_EXERCISE GOAL_
Display every line of the material below that contains the string "instance", treating uppercase and lowercase letters as distinct.
* start *
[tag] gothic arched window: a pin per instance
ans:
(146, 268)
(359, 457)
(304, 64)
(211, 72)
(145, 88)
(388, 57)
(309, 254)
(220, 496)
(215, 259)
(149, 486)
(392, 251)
* end *
_FINISHED ANSWER_
[tag] gothic arched window: a pin per instance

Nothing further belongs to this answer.